(Supplied material)
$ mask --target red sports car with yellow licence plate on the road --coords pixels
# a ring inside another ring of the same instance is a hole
* * *
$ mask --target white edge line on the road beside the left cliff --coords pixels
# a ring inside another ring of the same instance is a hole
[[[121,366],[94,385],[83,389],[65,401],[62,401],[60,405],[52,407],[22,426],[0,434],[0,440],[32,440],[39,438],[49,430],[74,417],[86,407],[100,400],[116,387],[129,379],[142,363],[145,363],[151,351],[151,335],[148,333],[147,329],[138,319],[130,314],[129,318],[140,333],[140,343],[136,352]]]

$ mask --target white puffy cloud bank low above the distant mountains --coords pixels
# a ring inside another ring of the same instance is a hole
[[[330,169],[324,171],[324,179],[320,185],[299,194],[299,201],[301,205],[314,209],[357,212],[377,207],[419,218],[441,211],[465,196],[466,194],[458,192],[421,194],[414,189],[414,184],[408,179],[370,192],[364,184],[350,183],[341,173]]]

(What the task asks) From the lines above, copy those that contain the word "pixels".

(Solution to the problem)
$ mask --target red sports car with yellow licence plate on the road --coords pixels
$ mask --target white edge line on the road beside the left cliff --coords pixels
$ mask --target white puffy cloud bank low above the distant mountains --coords pixels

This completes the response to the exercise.